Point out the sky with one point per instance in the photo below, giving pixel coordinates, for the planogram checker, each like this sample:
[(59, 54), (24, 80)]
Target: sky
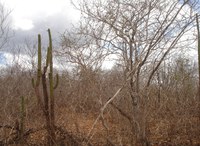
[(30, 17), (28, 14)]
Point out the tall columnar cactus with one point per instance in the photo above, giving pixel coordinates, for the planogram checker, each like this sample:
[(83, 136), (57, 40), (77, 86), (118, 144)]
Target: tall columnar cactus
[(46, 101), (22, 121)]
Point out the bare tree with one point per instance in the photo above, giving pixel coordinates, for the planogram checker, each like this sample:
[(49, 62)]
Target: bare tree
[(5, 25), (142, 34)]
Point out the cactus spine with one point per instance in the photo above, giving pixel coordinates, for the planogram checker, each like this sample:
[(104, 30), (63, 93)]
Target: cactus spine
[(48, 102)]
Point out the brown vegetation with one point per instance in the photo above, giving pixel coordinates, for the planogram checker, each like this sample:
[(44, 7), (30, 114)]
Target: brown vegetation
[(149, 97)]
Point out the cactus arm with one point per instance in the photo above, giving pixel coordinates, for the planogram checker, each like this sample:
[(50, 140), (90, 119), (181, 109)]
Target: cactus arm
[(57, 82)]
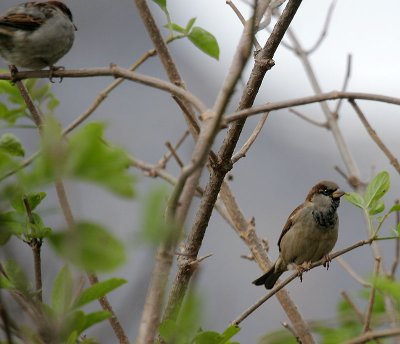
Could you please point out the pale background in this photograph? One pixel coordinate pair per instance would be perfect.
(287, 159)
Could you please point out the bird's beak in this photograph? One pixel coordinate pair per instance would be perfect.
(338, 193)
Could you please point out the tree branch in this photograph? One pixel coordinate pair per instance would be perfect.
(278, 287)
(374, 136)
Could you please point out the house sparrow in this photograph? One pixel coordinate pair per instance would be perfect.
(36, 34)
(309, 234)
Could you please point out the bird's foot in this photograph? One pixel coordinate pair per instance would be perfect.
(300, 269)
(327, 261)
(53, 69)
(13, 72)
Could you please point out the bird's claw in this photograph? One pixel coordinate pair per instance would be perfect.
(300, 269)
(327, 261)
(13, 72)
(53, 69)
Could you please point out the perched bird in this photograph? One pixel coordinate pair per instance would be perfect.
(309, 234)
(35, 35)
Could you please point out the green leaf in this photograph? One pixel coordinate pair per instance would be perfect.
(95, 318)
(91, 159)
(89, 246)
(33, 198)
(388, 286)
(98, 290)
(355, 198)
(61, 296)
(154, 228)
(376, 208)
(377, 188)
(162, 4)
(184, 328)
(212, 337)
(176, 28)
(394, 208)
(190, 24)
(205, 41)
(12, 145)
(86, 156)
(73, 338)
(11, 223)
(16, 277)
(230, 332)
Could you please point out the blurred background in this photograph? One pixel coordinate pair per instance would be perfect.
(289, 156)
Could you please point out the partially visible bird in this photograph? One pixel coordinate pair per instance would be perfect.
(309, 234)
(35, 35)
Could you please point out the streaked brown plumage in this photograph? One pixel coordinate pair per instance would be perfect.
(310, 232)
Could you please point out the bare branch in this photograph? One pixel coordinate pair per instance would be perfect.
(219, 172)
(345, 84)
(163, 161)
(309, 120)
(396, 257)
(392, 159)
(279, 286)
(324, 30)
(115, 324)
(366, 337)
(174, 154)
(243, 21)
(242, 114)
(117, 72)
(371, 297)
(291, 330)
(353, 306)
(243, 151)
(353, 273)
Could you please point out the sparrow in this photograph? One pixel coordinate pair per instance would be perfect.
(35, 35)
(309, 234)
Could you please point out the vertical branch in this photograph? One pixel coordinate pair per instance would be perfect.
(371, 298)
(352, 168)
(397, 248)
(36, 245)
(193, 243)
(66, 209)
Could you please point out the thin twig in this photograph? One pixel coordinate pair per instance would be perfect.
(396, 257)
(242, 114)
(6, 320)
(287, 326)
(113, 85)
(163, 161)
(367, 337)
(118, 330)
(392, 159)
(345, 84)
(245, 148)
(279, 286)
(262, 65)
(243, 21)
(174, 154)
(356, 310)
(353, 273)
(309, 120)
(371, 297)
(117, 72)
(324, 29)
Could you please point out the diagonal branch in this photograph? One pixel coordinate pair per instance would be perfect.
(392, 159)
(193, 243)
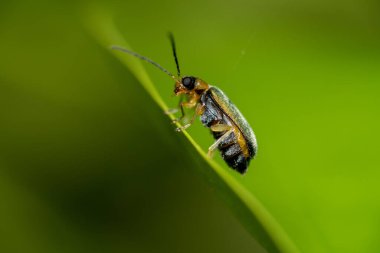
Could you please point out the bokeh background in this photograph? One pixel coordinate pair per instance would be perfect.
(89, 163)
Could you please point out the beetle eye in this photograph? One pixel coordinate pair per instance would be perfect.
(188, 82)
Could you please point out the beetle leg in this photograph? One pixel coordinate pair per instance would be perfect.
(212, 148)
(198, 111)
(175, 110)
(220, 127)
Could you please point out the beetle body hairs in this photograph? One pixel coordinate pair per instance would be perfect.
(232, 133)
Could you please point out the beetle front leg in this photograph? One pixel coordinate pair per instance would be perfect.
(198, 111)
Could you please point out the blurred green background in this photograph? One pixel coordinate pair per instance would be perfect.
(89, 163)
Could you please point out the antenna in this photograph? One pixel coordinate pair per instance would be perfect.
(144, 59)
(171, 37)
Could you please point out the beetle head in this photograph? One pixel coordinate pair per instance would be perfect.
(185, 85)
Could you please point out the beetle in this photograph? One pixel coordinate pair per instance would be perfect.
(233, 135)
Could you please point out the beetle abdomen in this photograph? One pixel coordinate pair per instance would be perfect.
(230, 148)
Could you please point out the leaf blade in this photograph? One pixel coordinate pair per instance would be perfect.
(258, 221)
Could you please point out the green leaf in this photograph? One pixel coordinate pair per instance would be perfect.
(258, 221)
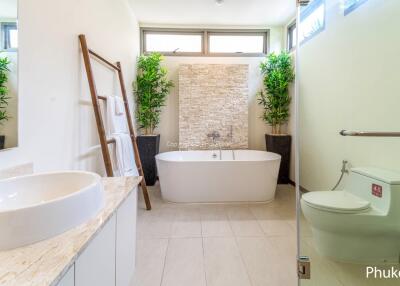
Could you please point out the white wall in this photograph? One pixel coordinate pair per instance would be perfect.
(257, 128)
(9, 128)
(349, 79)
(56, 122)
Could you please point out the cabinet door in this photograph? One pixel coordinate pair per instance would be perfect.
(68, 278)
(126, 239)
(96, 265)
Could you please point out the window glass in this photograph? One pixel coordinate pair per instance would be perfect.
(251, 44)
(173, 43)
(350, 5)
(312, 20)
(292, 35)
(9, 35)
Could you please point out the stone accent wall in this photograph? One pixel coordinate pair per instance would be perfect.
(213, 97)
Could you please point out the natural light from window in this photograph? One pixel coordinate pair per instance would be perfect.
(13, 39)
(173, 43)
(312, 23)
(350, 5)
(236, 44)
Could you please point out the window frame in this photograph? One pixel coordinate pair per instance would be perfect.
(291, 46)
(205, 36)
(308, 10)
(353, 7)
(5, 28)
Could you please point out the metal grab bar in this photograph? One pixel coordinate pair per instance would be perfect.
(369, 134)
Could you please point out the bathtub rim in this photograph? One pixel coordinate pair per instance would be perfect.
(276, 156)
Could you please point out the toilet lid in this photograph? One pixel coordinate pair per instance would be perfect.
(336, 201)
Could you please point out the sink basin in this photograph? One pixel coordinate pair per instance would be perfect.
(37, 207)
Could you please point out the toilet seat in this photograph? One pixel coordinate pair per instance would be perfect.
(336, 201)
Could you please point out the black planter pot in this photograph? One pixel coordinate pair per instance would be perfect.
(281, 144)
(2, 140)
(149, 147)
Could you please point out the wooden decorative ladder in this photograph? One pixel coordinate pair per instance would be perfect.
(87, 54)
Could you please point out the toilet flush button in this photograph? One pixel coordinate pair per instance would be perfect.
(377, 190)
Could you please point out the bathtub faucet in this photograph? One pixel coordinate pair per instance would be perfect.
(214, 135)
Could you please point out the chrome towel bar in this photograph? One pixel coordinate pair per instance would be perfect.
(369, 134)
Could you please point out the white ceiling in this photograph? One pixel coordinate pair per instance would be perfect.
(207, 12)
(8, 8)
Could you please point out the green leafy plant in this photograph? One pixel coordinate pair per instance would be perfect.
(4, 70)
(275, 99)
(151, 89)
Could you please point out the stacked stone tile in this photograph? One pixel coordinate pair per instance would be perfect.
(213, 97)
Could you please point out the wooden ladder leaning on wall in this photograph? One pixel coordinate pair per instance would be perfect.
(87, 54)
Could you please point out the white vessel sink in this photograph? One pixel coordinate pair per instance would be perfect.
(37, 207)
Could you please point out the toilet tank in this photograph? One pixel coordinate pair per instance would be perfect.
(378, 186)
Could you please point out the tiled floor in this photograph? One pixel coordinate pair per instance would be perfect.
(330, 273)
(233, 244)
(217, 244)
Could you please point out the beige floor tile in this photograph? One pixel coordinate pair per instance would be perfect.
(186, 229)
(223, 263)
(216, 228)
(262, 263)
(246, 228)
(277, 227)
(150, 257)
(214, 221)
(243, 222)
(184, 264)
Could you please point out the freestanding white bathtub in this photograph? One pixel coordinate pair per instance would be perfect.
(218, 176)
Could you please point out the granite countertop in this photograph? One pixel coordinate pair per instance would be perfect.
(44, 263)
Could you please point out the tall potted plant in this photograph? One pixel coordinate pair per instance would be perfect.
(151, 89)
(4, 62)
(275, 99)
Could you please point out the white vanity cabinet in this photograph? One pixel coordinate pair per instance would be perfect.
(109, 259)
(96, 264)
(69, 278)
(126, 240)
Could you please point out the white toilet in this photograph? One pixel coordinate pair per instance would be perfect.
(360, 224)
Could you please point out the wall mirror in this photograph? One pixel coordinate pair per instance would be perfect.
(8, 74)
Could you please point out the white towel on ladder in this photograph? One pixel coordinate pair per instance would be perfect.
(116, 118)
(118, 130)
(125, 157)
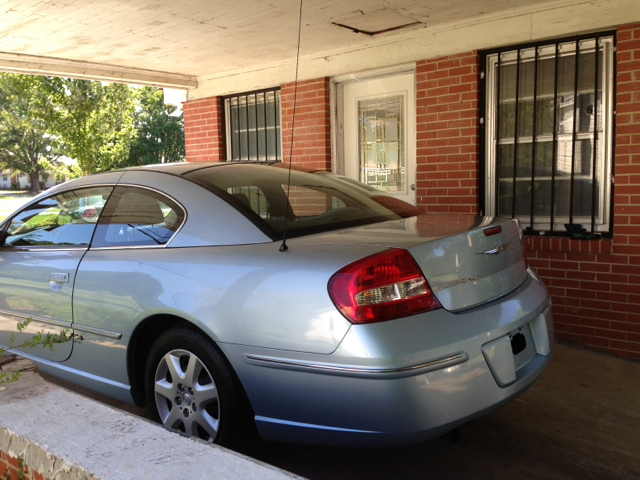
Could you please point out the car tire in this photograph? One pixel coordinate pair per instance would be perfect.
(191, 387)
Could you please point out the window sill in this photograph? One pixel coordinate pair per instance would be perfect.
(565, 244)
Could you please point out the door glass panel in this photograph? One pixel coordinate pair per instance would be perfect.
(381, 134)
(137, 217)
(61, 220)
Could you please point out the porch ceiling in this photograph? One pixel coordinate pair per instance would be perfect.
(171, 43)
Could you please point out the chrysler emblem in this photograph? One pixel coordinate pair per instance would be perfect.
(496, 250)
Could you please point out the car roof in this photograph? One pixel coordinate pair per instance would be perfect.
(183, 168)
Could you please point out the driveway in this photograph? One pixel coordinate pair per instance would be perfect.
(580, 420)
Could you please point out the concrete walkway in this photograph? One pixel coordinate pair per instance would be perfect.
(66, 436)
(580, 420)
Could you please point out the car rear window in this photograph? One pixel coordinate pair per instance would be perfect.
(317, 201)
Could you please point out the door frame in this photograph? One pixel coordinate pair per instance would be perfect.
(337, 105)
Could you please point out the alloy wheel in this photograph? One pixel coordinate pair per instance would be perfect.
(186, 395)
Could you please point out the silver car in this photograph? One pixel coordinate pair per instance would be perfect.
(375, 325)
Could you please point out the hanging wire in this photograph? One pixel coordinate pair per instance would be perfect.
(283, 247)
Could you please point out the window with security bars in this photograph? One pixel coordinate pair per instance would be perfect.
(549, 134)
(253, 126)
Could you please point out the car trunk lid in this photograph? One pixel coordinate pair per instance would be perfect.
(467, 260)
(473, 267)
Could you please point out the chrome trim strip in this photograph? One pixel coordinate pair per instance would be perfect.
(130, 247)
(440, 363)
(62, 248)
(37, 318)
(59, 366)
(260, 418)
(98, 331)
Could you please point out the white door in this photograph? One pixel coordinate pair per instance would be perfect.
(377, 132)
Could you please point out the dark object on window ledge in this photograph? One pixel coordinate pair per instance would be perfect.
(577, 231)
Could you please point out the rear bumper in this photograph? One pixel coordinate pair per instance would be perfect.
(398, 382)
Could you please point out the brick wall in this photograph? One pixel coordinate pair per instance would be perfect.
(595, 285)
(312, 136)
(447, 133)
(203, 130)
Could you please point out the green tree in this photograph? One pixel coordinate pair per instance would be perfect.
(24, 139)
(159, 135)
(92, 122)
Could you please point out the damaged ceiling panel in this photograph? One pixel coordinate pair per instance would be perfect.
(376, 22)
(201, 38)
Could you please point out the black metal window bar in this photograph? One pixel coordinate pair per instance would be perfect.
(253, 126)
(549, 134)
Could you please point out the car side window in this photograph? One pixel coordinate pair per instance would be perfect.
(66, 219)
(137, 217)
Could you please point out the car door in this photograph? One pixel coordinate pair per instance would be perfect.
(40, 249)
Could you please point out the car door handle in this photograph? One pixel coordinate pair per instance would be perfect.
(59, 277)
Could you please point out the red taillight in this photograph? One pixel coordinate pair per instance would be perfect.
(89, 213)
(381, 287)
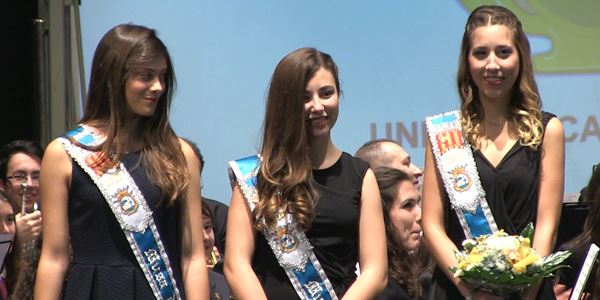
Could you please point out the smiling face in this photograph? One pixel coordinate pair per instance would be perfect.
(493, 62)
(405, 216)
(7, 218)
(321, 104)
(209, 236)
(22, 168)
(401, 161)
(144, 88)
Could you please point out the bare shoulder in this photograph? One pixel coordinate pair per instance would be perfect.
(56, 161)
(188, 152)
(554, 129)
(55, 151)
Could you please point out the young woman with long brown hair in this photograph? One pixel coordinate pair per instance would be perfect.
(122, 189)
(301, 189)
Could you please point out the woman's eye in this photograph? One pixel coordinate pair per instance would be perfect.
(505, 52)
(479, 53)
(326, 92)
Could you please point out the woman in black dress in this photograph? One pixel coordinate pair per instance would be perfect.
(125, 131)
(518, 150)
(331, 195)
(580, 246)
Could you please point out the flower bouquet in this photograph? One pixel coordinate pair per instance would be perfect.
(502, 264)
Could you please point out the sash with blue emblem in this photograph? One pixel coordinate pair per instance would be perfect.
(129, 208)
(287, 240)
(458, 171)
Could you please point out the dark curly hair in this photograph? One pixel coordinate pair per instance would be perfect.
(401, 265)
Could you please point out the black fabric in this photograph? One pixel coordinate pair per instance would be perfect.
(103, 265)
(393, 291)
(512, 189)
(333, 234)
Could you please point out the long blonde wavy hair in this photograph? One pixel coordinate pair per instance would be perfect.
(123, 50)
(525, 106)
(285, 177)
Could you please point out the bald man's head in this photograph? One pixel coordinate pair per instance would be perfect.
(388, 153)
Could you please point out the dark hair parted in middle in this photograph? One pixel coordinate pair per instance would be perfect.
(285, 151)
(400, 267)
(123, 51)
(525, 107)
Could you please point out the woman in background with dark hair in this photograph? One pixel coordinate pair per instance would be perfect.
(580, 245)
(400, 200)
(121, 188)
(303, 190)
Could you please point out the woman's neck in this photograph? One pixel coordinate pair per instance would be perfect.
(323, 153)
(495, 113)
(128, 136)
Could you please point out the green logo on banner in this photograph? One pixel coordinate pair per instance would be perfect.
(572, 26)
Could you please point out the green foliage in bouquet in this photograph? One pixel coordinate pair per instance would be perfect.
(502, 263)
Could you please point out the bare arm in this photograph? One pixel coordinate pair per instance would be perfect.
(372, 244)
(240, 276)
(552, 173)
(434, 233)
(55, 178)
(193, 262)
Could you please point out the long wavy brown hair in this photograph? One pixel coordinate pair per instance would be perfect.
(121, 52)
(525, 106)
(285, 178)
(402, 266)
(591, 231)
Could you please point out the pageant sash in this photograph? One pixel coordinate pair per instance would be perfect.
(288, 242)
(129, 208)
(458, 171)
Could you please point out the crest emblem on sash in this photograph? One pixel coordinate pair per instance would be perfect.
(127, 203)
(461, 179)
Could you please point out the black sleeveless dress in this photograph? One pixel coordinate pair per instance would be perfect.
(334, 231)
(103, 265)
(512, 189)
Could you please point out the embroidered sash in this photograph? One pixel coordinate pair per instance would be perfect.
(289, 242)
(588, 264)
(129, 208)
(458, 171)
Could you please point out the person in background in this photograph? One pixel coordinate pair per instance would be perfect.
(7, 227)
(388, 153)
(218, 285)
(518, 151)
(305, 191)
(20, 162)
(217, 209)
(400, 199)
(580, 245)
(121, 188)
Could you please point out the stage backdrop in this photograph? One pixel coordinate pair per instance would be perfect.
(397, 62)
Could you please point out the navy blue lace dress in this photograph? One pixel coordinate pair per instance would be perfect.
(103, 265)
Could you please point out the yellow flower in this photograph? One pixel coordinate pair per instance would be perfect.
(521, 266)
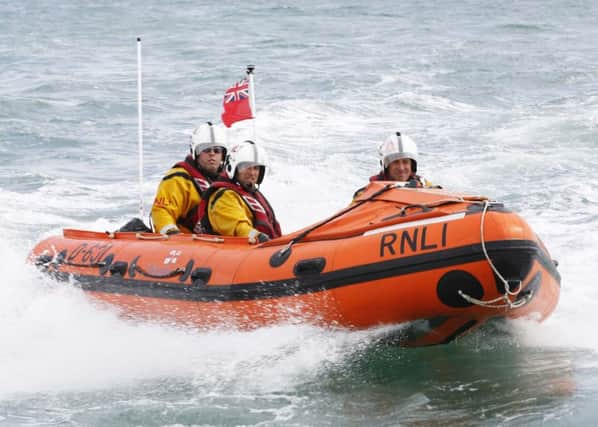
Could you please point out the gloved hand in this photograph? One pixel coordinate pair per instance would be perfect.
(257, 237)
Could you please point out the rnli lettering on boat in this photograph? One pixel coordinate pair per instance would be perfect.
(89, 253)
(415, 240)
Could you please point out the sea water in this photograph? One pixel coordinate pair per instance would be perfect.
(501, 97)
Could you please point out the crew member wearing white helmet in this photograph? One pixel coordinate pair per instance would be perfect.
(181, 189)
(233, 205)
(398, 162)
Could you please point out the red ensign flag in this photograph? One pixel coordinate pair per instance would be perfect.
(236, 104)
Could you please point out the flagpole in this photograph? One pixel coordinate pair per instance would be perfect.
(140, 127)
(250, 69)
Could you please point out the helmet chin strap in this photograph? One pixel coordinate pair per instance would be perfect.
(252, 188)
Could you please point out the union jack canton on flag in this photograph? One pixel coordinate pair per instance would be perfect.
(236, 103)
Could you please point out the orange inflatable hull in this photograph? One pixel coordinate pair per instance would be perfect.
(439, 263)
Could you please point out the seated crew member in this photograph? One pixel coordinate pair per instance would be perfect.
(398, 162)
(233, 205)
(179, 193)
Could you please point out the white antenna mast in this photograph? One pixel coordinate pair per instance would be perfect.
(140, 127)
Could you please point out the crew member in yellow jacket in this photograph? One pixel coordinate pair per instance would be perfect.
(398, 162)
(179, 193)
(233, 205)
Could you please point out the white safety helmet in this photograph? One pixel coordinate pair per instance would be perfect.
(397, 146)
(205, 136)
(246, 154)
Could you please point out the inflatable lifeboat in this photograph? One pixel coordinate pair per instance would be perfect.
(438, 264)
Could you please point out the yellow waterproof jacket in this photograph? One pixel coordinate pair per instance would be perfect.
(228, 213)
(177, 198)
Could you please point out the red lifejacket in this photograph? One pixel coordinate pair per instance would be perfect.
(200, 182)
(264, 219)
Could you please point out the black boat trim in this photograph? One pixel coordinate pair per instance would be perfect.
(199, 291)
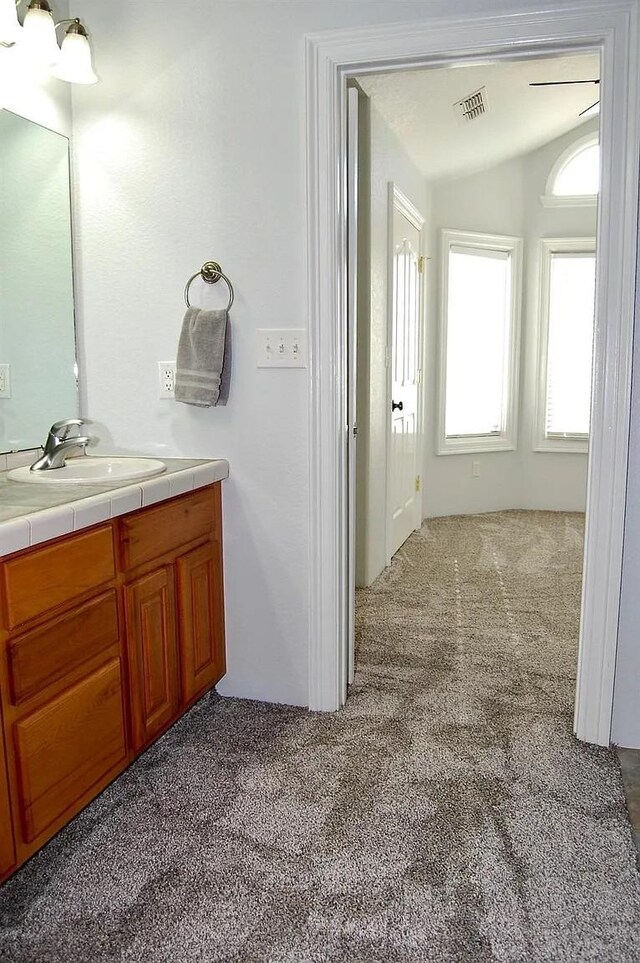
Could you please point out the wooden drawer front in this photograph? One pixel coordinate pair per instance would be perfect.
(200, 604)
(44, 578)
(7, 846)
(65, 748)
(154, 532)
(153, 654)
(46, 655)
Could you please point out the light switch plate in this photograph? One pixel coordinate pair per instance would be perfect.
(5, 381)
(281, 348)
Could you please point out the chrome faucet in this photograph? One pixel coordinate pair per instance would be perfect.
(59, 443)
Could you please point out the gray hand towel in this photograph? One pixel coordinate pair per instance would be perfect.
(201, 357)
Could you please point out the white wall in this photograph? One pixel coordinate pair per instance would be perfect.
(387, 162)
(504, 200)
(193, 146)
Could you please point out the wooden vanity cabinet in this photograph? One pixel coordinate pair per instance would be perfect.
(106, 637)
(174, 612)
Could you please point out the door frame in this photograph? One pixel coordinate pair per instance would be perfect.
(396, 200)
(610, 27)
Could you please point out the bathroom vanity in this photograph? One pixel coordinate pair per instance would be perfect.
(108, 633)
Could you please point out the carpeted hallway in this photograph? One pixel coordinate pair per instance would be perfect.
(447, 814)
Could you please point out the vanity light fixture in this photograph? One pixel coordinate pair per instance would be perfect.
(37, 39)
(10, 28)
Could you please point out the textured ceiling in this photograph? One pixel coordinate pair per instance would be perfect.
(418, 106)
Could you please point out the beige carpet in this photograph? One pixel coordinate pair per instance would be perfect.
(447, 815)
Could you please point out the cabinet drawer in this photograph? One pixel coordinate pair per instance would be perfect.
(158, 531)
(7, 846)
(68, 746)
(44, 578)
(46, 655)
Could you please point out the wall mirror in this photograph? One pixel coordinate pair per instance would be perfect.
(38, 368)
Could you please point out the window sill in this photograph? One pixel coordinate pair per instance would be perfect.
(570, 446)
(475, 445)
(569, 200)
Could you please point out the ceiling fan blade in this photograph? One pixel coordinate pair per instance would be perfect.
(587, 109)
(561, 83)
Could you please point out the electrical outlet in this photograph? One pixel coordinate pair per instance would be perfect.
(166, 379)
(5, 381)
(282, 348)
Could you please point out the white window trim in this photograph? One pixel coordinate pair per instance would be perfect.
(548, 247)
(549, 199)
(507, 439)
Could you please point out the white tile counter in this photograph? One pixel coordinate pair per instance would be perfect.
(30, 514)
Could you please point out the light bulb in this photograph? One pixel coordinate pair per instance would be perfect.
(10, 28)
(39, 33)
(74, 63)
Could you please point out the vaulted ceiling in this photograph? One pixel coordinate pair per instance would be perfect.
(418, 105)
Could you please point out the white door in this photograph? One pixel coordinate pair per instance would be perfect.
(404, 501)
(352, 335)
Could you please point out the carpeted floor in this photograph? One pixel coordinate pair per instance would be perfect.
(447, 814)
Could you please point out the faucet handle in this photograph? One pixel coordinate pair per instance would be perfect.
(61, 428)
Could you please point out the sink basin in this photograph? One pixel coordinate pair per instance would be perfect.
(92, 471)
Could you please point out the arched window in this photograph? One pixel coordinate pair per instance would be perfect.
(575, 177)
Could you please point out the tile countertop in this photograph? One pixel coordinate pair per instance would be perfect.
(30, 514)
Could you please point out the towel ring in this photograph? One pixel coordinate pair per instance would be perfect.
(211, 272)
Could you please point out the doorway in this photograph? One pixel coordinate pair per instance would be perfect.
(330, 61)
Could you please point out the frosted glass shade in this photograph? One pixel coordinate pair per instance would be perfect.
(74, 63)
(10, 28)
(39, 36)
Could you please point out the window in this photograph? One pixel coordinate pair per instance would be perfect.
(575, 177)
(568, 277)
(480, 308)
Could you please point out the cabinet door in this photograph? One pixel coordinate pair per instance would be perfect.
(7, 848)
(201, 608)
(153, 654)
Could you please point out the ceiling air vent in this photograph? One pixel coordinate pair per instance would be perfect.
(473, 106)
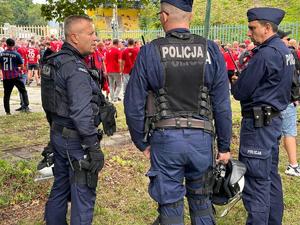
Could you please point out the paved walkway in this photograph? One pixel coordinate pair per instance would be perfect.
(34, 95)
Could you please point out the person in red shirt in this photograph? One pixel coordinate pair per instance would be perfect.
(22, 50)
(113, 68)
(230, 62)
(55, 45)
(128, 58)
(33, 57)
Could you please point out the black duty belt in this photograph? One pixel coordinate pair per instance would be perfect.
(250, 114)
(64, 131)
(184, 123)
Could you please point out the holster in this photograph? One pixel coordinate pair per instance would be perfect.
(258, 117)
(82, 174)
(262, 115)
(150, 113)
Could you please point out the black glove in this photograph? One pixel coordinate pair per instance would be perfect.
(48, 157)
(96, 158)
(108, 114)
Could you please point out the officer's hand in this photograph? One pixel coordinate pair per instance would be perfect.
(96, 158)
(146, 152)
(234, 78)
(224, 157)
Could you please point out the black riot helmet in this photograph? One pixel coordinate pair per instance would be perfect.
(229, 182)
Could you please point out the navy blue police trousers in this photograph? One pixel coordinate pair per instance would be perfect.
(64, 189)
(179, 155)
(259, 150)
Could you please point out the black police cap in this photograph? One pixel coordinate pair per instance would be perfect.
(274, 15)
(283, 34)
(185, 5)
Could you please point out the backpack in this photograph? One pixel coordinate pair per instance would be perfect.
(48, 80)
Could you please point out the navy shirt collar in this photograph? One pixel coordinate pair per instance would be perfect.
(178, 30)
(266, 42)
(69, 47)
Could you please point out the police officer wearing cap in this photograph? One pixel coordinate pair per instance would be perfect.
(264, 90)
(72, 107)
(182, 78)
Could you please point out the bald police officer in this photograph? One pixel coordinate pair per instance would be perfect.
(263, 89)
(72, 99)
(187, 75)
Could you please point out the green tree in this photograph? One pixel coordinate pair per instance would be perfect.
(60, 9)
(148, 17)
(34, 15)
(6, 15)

########

Task directions: Every line in the listing that holds "planogram" belongs in the answer.

Answer for this exercise:
Point out the sky with one point per instance in the photo below, giving pixel coordinates, for the planogram checker, each like this sample:
Point out the tall columnar cactus with one point per instance in the photo above, giving pixel coordinates, for the planogram checker, each like this sample:
Point out the bare tree with one point per instance in the photo above, giving pixel coordinates, for the planogram checker, each like this sample:
Point out the cactus spine with one point per instance in the photo above, giving pixel coordinates, for the planogram checker, each like this sample:
Point out the brown vegetation with one point per instance in the photo above, giving pixel coordinates, for the planogram checker, each like this sample:
Point out the cactus arm with one point per instance in the photo above, giving pixel coordinates, for the planogram checker, each like this sample:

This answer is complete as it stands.